(Beginning of SUPPLIED DATA)

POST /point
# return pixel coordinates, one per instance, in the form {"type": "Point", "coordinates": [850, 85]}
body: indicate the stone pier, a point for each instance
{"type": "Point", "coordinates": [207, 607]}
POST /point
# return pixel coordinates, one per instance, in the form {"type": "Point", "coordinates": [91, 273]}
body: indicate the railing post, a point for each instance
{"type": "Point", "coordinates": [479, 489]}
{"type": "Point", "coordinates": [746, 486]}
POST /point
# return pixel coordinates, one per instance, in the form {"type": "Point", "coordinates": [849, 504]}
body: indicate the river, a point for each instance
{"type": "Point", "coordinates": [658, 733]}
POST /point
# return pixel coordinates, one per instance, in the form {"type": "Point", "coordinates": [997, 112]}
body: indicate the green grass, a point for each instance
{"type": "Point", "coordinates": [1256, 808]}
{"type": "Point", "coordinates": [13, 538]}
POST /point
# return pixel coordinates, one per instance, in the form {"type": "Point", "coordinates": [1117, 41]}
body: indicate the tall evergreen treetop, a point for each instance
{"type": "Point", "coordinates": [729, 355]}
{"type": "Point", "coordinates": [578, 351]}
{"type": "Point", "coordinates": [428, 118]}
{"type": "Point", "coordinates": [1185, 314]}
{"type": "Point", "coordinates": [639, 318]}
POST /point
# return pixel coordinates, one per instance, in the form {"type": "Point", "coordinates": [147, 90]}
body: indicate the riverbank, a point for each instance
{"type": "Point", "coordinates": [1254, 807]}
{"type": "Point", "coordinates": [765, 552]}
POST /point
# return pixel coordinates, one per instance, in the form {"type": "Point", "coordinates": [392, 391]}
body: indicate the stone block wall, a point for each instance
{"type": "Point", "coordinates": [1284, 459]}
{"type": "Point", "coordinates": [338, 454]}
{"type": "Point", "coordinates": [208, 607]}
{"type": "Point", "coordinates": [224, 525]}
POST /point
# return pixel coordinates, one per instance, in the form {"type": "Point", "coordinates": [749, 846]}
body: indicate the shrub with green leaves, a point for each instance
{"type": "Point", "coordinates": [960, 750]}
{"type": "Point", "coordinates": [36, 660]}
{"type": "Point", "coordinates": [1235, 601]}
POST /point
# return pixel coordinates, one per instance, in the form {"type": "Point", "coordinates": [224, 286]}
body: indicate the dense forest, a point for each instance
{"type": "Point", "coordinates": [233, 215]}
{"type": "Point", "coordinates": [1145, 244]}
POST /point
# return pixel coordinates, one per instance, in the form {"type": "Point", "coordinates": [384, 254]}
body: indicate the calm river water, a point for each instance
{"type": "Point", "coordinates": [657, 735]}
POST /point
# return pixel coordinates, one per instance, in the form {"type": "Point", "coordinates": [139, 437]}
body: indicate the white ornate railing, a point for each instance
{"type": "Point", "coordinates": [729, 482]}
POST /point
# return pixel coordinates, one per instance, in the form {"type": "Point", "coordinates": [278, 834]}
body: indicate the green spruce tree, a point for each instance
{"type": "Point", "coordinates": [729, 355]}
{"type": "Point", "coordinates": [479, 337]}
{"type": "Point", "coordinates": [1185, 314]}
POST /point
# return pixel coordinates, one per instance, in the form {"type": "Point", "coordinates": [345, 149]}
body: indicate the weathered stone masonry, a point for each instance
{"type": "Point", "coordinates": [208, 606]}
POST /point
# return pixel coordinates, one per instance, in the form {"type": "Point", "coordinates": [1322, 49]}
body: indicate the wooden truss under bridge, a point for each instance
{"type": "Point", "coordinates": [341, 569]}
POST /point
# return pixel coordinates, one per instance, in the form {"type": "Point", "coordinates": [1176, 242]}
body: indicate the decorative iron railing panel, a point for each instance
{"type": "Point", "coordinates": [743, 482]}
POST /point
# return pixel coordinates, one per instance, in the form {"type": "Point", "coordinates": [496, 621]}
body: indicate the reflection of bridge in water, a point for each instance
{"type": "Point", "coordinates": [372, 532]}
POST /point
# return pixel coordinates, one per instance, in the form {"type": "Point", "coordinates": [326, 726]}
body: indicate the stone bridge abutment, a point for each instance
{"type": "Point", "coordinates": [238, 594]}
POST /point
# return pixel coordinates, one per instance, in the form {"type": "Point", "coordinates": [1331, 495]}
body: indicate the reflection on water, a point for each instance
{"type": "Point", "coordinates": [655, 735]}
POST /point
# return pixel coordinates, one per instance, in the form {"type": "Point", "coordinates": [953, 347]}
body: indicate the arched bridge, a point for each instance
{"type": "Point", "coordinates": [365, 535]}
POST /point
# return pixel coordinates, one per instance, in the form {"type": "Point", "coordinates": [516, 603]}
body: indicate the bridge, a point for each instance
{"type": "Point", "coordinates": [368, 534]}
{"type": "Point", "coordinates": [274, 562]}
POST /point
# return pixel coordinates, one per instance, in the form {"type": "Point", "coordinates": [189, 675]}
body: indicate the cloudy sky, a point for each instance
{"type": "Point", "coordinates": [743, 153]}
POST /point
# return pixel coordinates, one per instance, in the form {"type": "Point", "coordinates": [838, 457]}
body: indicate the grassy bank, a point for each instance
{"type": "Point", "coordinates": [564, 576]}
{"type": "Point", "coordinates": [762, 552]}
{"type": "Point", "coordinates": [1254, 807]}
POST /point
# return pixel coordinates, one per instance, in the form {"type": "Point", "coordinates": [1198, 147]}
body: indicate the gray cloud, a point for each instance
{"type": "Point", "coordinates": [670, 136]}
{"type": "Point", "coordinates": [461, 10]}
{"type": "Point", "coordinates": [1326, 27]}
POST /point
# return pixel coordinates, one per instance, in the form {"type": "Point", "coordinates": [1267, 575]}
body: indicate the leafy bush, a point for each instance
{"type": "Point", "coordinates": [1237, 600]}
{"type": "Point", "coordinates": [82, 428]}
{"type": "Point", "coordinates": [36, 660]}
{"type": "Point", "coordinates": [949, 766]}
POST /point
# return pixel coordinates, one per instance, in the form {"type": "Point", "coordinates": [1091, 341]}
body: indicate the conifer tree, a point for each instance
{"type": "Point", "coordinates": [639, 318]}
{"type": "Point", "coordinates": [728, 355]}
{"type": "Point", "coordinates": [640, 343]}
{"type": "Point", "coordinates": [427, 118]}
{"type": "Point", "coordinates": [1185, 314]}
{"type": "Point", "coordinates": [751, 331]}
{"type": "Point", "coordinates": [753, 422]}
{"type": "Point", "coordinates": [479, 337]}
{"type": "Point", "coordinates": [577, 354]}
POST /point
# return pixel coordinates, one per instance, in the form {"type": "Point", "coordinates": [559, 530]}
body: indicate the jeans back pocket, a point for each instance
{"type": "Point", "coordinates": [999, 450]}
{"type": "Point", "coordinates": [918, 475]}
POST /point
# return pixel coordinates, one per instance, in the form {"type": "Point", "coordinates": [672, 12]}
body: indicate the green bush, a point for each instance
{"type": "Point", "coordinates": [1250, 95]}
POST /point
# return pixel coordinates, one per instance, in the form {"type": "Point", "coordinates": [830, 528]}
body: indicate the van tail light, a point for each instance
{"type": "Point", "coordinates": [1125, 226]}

(End of SUPPLIED DATA)

* [EXERCISE] The whole of the data must be given back word for word.

* [FINAL ANSWER]
POST /point
# return pixel coordinates, one per instance, in the form {"type": "Point", "coordinates": [850, 85]}
body: indicate the stone pier, a point for each instance
{"type": "Point", "coordinates": [207, 607]}
POST /point
# return pixel coordinates, one per instance, in the form {"type": "Point", "coordinates": [91, 273]}
body: indicate the railing post, a point for each instance
{"type": "Point", "coordinates": [479, 489]}
{"type": "Point", "coordinates": [746, 486]}
POST /point
# return pixel coordinates, one per instance, in the form {"type": "Point", "coordinates": [849, 504]}
body: indicate the river, a point for each instance
{"type": "Point", "coordinates": [658, 733]}
POST /point
# return pixel coordinates, one per instance, in the form {"type": "Point", "coordinates": [997, 112]}
body: indicate the green grass, a point for each instance
{"type": "Point", "coordinates": [1256, 808]}
{"type": "Point", "coordinates": [13, 538]}
POST /point
# return pixel coordinates, one per instance, in the form {"type": "Point", "coordinates": [1117, 41]}
body: indicate the tall evergreen treetop, a point for each instance
{"type": "Point", "coordinates": [729, 355]}
{"type": "Point", "coordinates": [578, 351]}
{"type": "Point", "coordinates": [428, 118]}
{"type": "Point", "coordinates": [1185, 314]}
{"type": "Point", "coordinates": [639, 318]}
POST /point
# return pixel coordinates, one per instance, in the form {"type": "Point", "coordinates": [147, 90]}
body: indicate the riverbank, a point for each instance
{"type": "Point", "coordinates": [1254, 807]}
{"type": "Point", "coordinates": [765, 552]}
POST /point
# return pixel coordinates, one per instance, in the form {"type": "Point", "coordinates": [392, 391]}
body: indicate the stone block wall, a point for each instance
{"type": "Point", "coordinates": [1284, 459]}
{"type": "Point", "coordinates": [338, 454]}
{"type": "Point", "coordinates": [208, 607]}
{"type": "Point", "coordinates": [224, 525]}
POST /point
# return pixel coordinates, one per instance, in the form {"type": "Point", "coordinates": [749, 846]}
body: indicate the shrub with green leaves, a point for each instance
{"type": "Point", "coordinates": [960, 750]}
{"type": "Point", "coordinates": [36, 660]}
{"type": "Point", "coordinates": [1235, 601]}
POST /point
# return pixel coordinates, one per instance, in the form {"type": "Point", "coordinates": [224, 286]}
body: indicate the dense forest, a point for each instance
{"type": "Point", "coordinates": [233, 215]}
{"type": "Point", "coordinates": [1145, 244]}
POST /point
# return pixel coordinates, one per instance, in the form {"type": "Point", "coordinates": [384, 254]}
body: indicate the calm river water, a point for each instance
{"type": "Point", "coordinates": [657, 735]}
POST /point
# return pixel coordinates, one per instance, in the form {"type": "Point", "coordinates": [139, 437]}
body: indicate the white ornate railing, a point for each instance
{"type": "Point", "coordinates": [729, 482]}
POST /point
# return pixel coordinates, one per instance, in the form {"type": "Point", "coordinates": [278, 834]}
body: indicate the green spruce tree, a point for each instance
{"type": "Point", "coordinates": [729, 355]}
{"type": "Point", "coordinates": [479, 337]}
{"type": "Point", "coordinates": [1185, 314]}
POST /point
# return pixel coordinates, one per instance, in the form {"type": "Point", "coordinates": [345, 149]}
body: indicate the weathered stone masonry, a point for each instance
{"type": "Point", "coordinates": [208, 606]}
POST /point
# return pixel coordinates, one per instance, in the form {"type": "Point", "coordinates": [1322, 49]}
body: indicate the wooden truss under bridge, a point for each instance
{"type": "Point", "coordinates": [341, 569]}
POST /point
# return pixel coordinates, one per instance, in the form {"type": "Point", "coordinates": [1176, 242]}
body: indicate the decorative iron railing panel, a point for each instance
{"type": "Point", "coordinates": [743, 482]}
POST /point
# return pixel coordinates, one per instance, in the form {"type": "Point", "coordinates": [496, 621]}
body: indicate the reflection of bridge in water, a point for each instance
{"type": "Point", "coordinates": [372, 532]}
POST /point
# return pixel coordinates, one per instance, in the form {"type": "Point", "coordinates": [326, 726]}
body: indicate the stone bridge abutment, a point for each instance
{"type": "Point", "coordinates": [238, 594]}
POST /point
# return pixel coordinates, one per instance, in the form {"type": "Point", "coordinates": [1331, 495]}
body: indicate the reflection on water, a point for each instance
{"type": "Point", "coordinates": [655, 735]}
POST /point
# return pixel coordinates, one per instance, in the form {"type": "Point", "coordinates": [953, 347]}
body: indicate the arched bridge, a point for each instance
{"type": "Point", "coordinates": [365, 535]}
POST /point
# return pixel coordinates, one per instance, in the form {"type": "Point", "coordinates": [516, 603]}
body: indicate the bridge, a point for each instance
{"type": "Point", "coordinates": [368, 534]}
{"type": "Point", "coordinates": [274, 562]}
POST /point
# return pixel coordinates, one per instance, in the form {"type": "Point", "coordinates": [189, 675]}
body: indicate the cloudy sky, a point for each instance
{"type": "Point", "coordinates": [743, 153]}
POST /point
# return pixel coordinates, one per instance, in the form {"type": "Point", "coordinates": [838, 457]}
body: indicate the grassy bank, a point for each instance
{"type": "Point", "coordinates": [564, 576]}
{"type": "Point", "coordinates": [762, 552]}
{"type": "Point", "coordinates": [1254, 807]}
POST /point
# return pixel coordinates, one per instance, in the form {"type": "Point", "coordinates": [1198, 147]}
body: indicate the gray cloud, a point for each instance
{"type": "Point", "coordinates": [670, 136]}
{"type": "Point", "coordinates": [461, 10]}
{"type": "Point", "coordinates": [1326, 27]}
POST /point
# return pixel coordinates, one per instance, in the form {"type": "Point", "coordinates": [1267, 575]}
body: indicate the leafy bush, a point for each instance
{"type": "Point", "coordinates": [1237, 600]}
{"type": "Point", "coordinates": [82, 428]}
{"type": "Point", "coordinates": [36, 660]}
{"type": "Point", "coordinates": [949, 766]}
POST /point
# return pixel coordinates, one per instance, in the form {"type": "Point", "coordinates": [1091, 341]}
body: indicate the conifer tree, a point for each instance
{"type": "Point", "coordinates": [639, 318]}
{"type": "Point", "coordinates": [728, 355]}
{"type": "Point", "coordinates": [640, 343]}
{"type": "Point", "coordinates": [427, 118]}
{"type": "Point", "coordinates": [1185, 314]}
{"type": "Point", "coordinates": [751, 331]}
{"type": "Point", "coordinates": [753, 422]}
{"type": "Point", "coordinates": [479, 337]}
{"type": "Point", "coordinates": [577, 354]}
POST /point
# return pixel coordinates, one per instance, in the form {"type": "Point", "coordinates": [559, 530]}
body: indicate the jeans back pocket, a point for each instance
{"type": "Point", "coordinates": [999, 450]}
{"type": "Point", "coordinates": [918, 475]}
POST /point
# return pixel coordinates, one per instance, in the form {"type": "Point", "coordinates": [672, 12]}
body: indicate the green bush, a point for each instance
{"type": "Point", "coordinates": [1250, 95]}
POST /point
# return pixel coordinates, one per instance, in the form {"type": "Point", "coordinates": [830, 528]}
body: indicate the van tail light, a point for each instance
{"type": "Point", "coordinates": [1125, 226]}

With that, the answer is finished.